» **TASKS TO CARRY OUT**:
[1] In the forum thread about online TRT clinics, which website had the original poster used a few years earlier?
[2] In the forum thread about online TRT clinics, why does geardepot doubt that a reputable clinic would prescribe TRT to someone who is on a cycle?
[3] Pick up the forum thread about online TRT clinics at its final line and carry it forward.

# Online TRT?



## Ears93 (Jun 21, 2019)

Hello members! I’m wanting to restart TRT and looking to get some suggestions of who to possibly use? I used increasemyt.com a few years ago but wanting to see what other reputable online TRT clinics members are using and what the TRT programs are costing? Thanks.


----------



## j2048b (Jun 21, 2019)

Florida alternative medicine is one, not bad price wise, have scripts for the d as well as growth

Entourage medical is great but now only cater to the wounded veterans i do believe

There are a ton more, google, compounding pharmacies are both ur friend

Sent from my Pixel 3 XL using Tapatalk


----------



## Tim Zane (Jun 24, 2019)

Anyone know of a clinic that will work with you knowing you're on cycle? Does that even exist? 

Sent from my SM-N950U using Tapatalk


----------



## geardepot (Aug 14, 2019)

Tim Zane said:


> Anyone know of a clinic that will work with you knowing you're on cycle? Does that even exist?
> 
> Sent from my SM-N950U using Tapatalk



I would imagine it would be based on what your blood levels are at bro.  If your are doing a cycle and have elevated test levels already, I doubt if you will find a reputable clinic that would prescribe TRT for you.
GD


----------



## mazrim (Aug 17, 2019)

Go to a reputable TRT doc (Dr. Nichols, etc.) one time and they do telemedicine from then on.


----------



## K1 (Sep 18, 2019)

geardepot said:


> I would imagine it would be based on what your blood levels are at bro.  If your are doing a cycle and have elevated test levels already, I doubt if you will find a reputable clinic that would prescribe TRT for you.
> GD



Agreed...If you were trying that route, it would be best to crash your levels before going in and going back on cycle after getting your script.


----------



## Thermo (Sep 19, 2019)

K1 said:


> Agreed...If you were trying that route, it would be best to crash your levels before going in and going back on cycle after getting your script.


---I know I've shared this before,but my Primary is a pretty Open guy and had me on TRT for 2 years. Bloods every 6 months...BCBS (Blue Cross) decided to deny coverage, see, my Test levels were Normal. Duh. Insurance companies, so short sided. {And Greedy}


----------



## db2 (Sep 22, 2019)

Hormone health and wellness palm beach.  Got it from Marc lobliner and they scripted me even though my levels were at 870. They do telemedicine all 50 states.


----------



## db2 (Sep 22, 2019)

Some new doctors and clinics are treating by symptom and not only by numbers.  They are practicing this based on the theory of testosterone resistance.  The belief that one can have all the symptoms of low t without the actually low blood level of t. The aim is symptom resolution and not a number.


----------



## j2048b (Sep 23, 2019)

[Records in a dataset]
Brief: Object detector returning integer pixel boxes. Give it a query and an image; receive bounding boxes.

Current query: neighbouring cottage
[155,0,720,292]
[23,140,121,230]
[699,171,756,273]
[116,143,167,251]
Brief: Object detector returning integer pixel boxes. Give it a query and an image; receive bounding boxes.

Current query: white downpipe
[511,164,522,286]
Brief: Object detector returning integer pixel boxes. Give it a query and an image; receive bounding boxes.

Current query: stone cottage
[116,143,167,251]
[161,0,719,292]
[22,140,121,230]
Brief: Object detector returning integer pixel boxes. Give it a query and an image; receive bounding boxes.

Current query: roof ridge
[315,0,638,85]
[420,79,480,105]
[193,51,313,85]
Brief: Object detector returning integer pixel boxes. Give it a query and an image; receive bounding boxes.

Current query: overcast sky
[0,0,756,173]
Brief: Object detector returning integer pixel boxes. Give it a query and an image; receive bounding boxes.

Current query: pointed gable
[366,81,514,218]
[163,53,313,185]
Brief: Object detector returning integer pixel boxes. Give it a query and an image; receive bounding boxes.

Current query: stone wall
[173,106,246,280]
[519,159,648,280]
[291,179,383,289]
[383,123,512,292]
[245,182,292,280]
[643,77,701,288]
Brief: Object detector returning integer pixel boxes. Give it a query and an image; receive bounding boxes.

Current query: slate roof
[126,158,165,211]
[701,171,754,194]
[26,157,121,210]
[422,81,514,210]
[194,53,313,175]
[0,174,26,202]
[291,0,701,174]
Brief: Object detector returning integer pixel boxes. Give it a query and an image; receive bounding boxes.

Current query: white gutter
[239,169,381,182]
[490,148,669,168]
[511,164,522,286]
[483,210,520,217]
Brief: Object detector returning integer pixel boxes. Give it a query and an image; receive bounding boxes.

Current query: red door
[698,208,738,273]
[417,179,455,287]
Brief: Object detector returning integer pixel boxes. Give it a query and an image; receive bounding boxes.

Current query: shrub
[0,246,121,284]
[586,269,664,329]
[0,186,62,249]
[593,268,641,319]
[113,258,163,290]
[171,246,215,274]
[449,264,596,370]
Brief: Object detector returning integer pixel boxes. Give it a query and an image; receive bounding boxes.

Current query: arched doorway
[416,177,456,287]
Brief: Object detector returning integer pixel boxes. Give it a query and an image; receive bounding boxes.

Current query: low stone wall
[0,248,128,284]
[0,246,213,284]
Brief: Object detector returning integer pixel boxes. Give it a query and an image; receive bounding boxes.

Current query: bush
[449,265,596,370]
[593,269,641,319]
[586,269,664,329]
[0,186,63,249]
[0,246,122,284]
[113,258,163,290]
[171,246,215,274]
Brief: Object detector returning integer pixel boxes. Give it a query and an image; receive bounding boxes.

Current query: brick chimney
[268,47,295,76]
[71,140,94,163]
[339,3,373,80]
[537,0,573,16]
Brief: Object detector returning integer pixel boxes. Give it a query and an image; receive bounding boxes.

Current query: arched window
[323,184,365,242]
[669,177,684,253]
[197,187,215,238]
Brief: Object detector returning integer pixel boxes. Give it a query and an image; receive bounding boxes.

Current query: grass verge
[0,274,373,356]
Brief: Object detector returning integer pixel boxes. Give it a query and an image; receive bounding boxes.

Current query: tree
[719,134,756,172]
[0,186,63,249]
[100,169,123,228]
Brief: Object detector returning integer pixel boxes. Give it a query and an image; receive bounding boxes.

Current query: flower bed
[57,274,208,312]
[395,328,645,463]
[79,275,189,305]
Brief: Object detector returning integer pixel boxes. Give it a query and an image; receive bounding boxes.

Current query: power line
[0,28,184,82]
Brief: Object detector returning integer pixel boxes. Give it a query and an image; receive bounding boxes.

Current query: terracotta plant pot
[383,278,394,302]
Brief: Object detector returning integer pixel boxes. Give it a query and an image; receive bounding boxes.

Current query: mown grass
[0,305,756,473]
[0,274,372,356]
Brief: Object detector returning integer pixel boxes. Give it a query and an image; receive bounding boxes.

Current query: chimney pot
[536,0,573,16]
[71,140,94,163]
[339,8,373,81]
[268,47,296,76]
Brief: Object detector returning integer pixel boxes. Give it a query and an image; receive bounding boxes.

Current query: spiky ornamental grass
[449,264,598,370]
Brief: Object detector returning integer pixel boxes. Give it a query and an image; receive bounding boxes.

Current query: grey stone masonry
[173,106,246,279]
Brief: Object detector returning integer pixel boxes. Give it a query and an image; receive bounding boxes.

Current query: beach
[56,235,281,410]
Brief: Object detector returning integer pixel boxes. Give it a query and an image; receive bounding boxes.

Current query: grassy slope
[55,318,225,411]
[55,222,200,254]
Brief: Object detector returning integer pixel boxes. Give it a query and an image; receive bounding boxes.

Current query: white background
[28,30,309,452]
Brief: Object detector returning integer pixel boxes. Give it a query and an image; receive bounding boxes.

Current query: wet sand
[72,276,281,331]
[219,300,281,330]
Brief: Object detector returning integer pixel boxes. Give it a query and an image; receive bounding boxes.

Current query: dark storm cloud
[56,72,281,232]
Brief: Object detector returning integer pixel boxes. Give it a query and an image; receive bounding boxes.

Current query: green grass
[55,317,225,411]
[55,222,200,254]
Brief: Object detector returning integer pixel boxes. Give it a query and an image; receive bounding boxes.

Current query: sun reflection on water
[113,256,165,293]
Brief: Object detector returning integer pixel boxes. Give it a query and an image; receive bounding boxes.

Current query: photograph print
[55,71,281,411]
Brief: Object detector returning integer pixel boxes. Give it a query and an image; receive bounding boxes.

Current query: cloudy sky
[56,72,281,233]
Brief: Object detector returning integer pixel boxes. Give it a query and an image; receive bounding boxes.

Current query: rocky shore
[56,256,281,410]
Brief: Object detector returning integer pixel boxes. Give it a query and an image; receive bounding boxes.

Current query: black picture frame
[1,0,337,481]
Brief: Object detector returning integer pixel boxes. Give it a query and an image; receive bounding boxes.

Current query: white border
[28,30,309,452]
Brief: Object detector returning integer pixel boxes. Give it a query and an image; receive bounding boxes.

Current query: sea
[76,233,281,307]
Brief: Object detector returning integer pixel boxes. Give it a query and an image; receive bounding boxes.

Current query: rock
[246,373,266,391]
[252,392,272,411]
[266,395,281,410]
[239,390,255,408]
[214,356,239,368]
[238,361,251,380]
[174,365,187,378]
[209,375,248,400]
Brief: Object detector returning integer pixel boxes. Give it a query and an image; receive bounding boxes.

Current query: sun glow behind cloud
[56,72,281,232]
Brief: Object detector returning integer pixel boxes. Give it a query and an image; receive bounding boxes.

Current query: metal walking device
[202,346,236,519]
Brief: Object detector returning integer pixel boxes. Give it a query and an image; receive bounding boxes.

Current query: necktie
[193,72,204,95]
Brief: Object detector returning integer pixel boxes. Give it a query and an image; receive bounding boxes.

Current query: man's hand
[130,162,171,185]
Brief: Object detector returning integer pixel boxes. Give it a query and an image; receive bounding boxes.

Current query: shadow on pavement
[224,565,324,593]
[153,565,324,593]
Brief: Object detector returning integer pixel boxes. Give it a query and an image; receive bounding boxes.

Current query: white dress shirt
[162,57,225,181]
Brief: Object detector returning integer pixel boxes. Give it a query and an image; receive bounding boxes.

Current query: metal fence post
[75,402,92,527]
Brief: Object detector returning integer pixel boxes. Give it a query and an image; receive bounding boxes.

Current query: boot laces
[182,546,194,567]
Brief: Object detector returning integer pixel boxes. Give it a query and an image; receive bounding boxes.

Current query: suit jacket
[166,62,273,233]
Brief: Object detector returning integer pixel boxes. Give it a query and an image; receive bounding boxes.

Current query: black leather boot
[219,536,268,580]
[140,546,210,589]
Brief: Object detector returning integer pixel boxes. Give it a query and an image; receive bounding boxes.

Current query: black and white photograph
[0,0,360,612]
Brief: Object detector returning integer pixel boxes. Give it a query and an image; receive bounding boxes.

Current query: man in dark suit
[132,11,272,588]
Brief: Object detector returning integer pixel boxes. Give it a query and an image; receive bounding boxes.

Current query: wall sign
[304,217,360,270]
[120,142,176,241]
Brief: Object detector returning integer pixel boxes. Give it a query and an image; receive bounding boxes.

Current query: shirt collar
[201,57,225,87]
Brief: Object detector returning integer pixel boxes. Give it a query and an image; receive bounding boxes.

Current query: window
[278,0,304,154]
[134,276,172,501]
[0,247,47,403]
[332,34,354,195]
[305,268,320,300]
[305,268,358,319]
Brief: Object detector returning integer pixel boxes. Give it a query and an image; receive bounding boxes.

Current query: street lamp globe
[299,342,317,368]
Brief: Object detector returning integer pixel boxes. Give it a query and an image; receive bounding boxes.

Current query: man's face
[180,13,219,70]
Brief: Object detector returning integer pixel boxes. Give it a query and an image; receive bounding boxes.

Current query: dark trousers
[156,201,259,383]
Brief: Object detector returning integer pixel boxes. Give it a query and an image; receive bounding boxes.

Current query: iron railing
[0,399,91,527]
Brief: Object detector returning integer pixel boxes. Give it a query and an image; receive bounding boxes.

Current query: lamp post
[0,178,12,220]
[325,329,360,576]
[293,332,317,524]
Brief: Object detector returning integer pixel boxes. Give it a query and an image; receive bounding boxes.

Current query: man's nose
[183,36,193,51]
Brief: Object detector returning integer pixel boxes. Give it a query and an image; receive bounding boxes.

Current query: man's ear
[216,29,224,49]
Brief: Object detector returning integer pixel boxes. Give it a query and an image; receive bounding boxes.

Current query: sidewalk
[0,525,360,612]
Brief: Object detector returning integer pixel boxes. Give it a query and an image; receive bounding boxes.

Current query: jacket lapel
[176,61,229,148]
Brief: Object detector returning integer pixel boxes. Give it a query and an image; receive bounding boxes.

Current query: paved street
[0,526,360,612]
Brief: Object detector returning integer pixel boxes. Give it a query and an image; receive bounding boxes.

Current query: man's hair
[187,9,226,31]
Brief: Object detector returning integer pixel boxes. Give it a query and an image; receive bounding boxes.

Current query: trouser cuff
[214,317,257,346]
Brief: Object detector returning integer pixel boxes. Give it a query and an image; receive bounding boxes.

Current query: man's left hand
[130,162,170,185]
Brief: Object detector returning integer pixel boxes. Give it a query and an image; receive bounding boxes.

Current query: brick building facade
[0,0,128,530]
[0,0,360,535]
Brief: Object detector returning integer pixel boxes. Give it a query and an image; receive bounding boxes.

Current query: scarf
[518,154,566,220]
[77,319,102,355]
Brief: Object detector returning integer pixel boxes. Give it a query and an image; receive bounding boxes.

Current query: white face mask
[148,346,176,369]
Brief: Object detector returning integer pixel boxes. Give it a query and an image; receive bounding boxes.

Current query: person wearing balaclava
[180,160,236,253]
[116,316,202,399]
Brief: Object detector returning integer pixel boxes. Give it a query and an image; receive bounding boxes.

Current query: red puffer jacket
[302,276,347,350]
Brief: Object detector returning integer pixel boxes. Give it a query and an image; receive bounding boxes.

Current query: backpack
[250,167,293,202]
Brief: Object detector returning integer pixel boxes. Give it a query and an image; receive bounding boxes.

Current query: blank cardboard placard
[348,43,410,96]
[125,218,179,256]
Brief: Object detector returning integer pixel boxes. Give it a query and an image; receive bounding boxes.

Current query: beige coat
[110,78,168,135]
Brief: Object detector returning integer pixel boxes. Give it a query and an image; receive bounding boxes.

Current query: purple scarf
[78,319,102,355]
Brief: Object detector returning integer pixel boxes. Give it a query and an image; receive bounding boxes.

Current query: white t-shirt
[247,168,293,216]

» **RESPONSES FOR EACH TASK**:
[1] increasemyt.com

[2] Geardepot expects a clinic to base the decision on blood levels. Someone doing a cycle would already have elevated testosterone levels, so a reputable clinic would be unlikely to prescribe TRT.

[3]
db2 said:


> Hormone health and wellness palm beach.  Got it from Marc lobliner and they scripted me even though my levels were at 870. They do telemedicine all 50 states.


Yeah but at what cost??? And since Marc mentions them he gets a kick back etc.... I could see going thru someone who wasnt killing u for a mortgage payment.... Or more per month, 

Remember, if some guy in the industry is telling people where to go, he probably has the cash to get what ever he wants, and gets paid thru that company for promoting them.....



Sent from my Pixel 3 XL using Tapatalk


----------



## db2 (Sep 24, 2019)

j2048b said:


> Yeah but at what cost??? And since Marc mentions them he gets a kick back etc.... I could see going thru someone who wasnt killing u for a mortgage payment.... Or more per month,
> 
> Remember, if some guy in the industry is telling people where to go, he probably has the cash to get what ever he wants, and gets paid thru that company for promoting them.....
> 
> ...



Yes im aware of that.  You can shop around all these clinics who are not using insurance are charging crazy. I did not see you list any prices  either? Entourage seems like a good deal but when you look into what you actually get for your monthly charge they are ripping you off. I believe it was 1cc test very low hcg dose and maybe 10 arimidex.  They have a "platinum plan" lol which includes labs for $200 same as royal medical.  I used hhw palm beach because they were the easiest and quickest.  With hhw you pay all at once but I think monthly it came around $160 but I got much more meds. My labs are covered thru medical.  Now  I use defy medical.  I just pay for twice a year consultation $90 and for meds only which is about $250 and last 14 week's.  I save over $400 a year then going with the monthly cookie cutter guys.  As long as you can get labs through your medical defy I think is the cheapest.


----------



## db2 (Sep 24, 2019)

j2048b said:


> Yeah but at what cost??? And since Marc mentions them he gets a kick back etc.... I could see going thru someone who wasnt killing u for a mortgage payment.... Or more per month,
> 
> Remember, if some guy in the industry is telling people where to go, he probably has the cash to get what ever he wants, and gets paid thru that company for promoting them.....
> 
> ...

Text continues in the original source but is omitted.